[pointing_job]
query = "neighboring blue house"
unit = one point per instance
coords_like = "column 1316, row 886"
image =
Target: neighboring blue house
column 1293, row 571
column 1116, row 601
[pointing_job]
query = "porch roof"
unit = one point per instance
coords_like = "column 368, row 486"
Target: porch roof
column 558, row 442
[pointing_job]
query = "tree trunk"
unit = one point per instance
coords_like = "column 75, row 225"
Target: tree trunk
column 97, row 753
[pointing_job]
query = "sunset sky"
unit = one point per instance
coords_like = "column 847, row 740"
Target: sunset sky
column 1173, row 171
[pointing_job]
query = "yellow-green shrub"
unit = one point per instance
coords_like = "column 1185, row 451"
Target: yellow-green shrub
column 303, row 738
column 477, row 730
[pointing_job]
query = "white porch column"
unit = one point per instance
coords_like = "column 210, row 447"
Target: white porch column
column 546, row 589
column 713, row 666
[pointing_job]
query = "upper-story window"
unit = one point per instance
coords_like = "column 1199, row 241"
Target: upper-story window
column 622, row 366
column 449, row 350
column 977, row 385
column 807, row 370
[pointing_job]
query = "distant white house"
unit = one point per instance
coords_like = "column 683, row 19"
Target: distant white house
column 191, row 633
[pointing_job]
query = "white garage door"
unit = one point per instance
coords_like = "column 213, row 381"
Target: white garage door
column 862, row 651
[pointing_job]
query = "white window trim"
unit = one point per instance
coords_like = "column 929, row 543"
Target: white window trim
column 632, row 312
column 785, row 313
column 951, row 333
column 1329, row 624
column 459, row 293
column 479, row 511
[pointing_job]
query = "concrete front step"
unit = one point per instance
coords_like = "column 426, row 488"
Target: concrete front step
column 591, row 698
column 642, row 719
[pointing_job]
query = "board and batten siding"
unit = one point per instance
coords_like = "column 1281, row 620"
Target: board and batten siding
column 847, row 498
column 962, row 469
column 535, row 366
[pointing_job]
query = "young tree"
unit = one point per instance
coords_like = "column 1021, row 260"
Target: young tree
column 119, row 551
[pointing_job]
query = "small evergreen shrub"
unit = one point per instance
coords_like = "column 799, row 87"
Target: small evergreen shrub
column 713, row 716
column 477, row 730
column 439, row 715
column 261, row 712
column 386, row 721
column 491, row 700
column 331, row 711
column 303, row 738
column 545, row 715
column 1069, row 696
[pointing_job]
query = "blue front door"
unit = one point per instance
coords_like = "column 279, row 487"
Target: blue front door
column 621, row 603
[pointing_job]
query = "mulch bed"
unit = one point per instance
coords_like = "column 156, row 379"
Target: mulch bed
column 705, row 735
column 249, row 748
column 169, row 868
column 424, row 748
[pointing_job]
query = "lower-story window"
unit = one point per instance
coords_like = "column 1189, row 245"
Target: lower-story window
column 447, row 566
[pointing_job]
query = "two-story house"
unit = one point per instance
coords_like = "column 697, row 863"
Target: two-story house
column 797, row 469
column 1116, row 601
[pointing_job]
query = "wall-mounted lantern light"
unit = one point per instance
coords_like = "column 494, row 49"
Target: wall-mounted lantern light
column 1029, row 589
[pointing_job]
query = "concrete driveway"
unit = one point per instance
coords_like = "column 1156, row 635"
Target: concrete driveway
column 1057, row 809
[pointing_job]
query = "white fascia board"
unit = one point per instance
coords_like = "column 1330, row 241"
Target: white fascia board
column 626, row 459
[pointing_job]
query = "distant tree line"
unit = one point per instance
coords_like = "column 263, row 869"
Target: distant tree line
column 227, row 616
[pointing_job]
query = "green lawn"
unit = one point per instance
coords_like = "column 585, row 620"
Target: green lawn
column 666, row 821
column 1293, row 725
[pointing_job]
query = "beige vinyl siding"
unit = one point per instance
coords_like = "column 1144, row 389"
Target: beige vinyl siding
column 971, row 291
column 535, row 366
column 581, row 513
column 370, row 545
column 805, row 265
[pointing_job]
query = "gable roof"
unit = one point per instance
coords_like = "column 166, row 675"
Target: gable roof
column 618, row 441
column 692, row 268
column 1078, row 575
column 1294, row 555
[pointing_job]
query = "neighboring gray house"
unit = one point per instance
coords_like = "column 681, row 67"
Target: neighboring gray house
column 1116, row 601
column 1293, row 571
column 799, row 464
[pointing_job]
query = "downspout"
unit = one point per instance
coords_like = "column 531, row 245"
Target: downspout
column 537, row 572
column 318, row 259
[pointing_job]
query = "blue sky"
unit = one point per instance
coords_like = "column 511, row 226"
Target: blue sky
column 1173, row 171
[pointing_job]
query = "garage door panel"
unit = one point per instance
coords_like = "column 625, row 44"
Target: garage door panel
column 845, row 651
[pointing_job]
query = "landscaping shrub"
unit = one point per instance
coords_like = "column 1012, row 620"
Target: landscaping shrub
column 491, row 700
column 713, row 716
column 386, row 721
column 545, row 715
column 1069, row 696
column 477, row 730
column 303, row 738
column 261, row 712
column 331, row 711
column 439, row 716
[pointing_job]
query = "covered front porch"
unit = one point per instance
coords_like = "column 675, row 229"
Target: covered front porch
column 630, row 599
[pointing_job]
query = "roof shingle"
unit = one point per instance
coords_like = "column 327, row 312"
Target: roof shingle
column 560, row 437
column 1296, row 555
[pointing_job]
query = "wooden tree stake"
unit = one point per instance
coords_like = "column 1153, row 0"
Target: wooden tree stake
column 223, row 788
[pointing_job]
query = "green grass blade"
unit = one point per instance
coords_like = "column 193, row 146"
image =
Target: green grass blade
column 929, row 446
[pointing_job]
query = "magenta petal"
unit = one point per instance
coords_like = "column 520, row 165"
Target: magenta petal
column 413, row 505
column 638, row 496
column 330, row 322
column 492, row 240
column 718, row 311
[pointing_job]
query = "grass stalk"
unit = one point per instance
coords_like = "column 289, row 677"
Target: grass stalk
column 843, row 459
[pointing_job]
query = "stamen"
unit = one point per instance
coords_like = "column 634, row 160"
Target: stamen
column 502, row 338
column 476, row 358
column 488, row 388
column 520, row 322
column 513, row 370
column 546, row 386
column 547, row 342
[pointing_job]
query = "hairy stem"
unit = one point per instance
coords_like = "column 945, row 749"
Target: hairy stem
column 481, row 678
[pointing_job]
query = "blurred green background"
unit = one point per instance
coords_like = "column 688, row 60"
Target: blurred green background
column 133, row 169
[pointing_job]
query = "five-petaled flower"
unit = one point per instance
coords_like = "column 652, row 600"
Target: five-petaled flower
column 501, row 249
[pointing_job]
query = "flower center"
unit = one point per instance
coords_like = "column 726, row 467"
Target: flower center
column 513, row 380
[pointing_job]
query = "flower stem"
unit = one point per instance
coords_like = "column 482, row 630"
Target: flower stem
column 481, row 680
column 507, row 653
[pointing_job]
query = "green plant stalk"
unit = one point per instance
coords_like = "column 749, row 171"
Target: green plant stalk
··········
> Try it:
Scan the records above and show every line in which the word "plant" occurs.

> Final answer:
query = "green plant stalk"
Target: green plant stalk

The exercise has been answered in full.